● **Exercise details**
Print all the entries below word for word, leaving out the pictures.

● **Extracted information**
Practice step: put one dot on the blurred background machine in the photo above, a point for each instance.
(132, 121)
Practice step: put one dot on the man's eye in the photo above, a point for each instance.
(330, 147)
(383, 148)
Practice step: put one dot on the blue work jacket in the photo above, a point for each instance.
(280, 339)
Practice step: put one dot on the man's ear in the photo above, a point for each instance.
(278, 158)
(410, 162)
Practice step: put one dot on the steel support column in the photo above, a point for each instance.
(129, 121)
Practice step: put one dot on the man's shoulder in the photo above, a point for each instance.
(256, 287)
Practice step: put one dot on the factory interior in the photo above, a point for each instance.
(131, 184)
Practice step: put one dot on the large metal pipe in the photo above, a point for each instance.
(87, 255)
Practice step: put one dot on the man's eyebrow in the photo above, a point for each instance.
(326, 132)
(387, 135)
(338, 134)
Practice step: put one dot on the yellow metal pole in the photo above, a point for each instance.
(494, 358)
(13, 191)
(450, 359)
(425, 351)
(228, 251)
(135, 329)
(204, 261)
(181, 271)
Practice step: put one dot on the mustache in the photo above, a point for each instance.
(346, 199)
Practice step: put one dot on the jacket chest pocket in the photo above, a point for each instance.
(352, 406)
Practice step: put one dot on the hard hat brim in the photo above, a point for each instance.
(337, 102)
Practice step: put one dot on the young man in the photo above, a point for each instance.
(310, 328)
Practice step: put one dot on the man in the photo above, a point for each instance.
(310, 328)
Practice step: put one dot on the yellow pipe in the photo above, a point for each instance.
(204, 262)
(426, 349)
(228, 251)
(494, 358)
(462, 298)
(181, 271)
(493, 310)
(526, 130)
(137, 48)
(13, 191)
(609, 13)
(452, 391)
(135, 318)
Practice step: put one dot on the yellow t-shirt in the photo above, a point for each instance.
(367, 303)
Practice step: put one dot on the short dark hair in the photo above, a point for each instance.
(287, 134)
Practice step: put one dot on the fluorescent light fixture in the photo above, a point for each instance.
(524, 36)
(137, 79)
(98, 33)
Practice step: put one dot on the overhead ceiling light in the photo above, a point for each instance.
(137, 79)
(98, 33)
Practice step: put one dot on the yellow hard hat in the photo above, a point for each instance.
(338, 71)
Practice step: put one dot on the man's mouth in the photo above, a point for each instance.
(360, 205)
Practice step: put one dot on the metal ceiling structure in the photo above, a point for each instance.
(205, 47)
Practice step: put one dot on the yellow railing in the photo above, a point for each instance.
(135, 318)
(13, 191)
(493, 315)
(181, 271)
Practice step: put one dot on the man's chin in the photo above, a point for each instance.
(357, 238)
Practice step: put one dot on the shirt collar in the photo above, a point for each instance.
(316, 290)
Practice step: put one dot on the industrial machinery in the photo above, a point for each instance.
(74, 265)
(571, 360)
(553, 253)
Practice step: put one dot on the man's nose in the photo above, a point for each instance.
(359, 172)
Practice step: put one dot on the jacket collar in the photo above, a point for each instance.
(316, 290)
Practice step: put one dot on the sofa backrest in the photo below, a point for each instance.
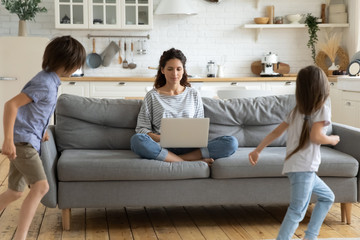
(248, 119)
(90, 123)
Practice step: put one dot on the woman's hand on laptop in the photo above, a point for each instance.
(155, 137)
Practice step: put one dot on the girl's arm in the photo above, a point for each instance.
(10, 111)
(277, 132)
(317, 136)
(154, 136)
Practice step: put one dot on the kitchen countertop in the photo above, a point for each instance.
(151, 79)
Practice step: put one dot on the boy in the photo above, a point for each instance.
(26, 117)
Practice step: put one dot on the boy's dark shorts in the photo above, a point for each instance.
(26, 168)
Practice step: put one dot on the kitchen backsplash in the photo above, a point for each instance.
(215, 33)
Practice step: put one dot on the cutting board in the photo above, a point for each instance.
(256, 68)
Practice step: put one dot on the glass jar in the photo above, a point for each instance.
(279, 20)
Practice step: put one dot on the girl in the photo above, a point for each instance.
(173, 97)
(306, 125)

● **Solution for this exercise**
Practice step: put one dot on the blurred background machine in the photo above, a point for each instance.
(132, 121)
Practice step: put one dot on the man's eye in the photo above, a point for each instance.
(330, 147)
(383, 148)
Practice step: put one dot on the blue work jacket in the photo above, a point for each instance.
(280, 339)
Practice step: put one dot on the man's ear in the photo above, a point for each instance.
(278, 158)
(410, 162)
Practice step: put one dot on the steel support column in the photo above, a point for each instance.
(129, 121)
Practice step: put one dot on the man's shoulder in the photo above, a point for each instance.
(256, 287)
Practice step: put one dot on the factory interior in the photo above, a point for each instance.
(131, 184)
Practice step: put one dot on the large metal pipe in the photo above, a point for each instance.
(87, 255)
Practice step: put one dot on the man's eyebrow in the photo above, a point for each instance.
(326, 132)
(387, 135)
(338, 134)
Practice step: put one dot on the yellow metal pole in the photo above, a point for each instance.
(494, 358)
(13, 191)
(450, 359)
(425, 351)
(228, 251)
(135, 329)
(204, 261)
(181, 271)
Practice step: put one dot on the mustache in the photo above, a point for each instance.
(346, 199)
Practice step: put one dot on the jacket chest pocket in the photo above, a point for each instance.
(352, 406)
Practice step: put one dot on the hard hat brim in the photo above, a point for each instance.
(337, 102)
Practice step: put one dot on the young man in the photo above, a point for each instance.
(310, 328)
Practice step: put one dot on the man in the photo above, a point for each instance.
(310, 328)
Practice step: put one dot on the yellow pipe in the photo above, a point for each instance.
(204, 262)
(426, 349)
(228, 251)
(494, 358)
(462, 298)
(181, 271)
(493, 310)
(526, 130)
(137, 48)
(13, 191)
(609, 13)
(452, 391)
(135, 318)
Practice step: put one dot on the yellow t-shirt in the photo above, a point for each instance.
(367, 303)
Practice step: put one dot on the short dark hair in the photo above, a point for each instance.
(287, 134)
Practice step: put one dot on the fluorescent light fixture in the photo above, a point for each instance.
(524, 36)
(137, 79)
(98, 33)
Practice step: put one dot on the overhead ceiling light in the photo above, a point for each instance.
(137, 79)
(98, 33)
Practice step: put one dot on the yellow hard hat in the photo above, a point for each instance.
(338, 71)
Practice step: put one dot on the man's mouth in the photo above, a point for each instance.
(360, 205)
Practice step: put one dot on the metal ceiling structure in the photo above, a point for each instance.
(205, 47)
Practice step: put one dot on the yellow railing in the photo above, a point for each instance.
(135, 318)
(13, 191)
(493, 315)
(181, 271)
Practice step: put one dot on the man's chin in the photo above, a point for each instance.
(357, 238)
Practice step: put one dot on the shirt collar in the photo above, a point for each instance.
(316, 290)
Practice step: put one dot on the industrial machinery in the photo above, a point for each instance.
(74, 265)
(571, 360)
(553, 253)
Practice step: put one dot on the man's nose in the photo above, a point for each instance.
(359, 172)
Practice step: put one dot on the jacket collar in the photo above, a point for each instance.
(316, 290)
Practice step: put one dot on the sofa backrest in the photo below, a point for each instance.
(248, 119)
(90, 123)
Practice step: put one dot on the woman's hand on laptop in the photo above, a point for each instance.
(155, 137)
Practice step: put one dot on the girl's arm in the photo above, a point for each instance.
(10, 111)
(277, 132)
(317, 136)
(154, 136)
Practice step: put one dot on the kitchen countertop in the photo above, a point for each instance.
(151, 79)
Practice step: put one dot on the boy in the photo above, a point for each instance.
(26, 117)
Practice step: put one dot on the boy's dark shorts in the photo above, a point for each instance.
(26, 168)
Practice step: put one dot on the kitchen backsplash in the photo above, a point for each instance.
(215, 33)
Practice step: put one dot on the cutting board in the photo above, a point for each instance.
(256, 68)
Practice step: put one dot on the glass jar in the photo above, a point for each instance.
(279, 20)
Practice step: put one dot on the girl in the photo above, a point for each instance.
(173, 97)
(306, 125)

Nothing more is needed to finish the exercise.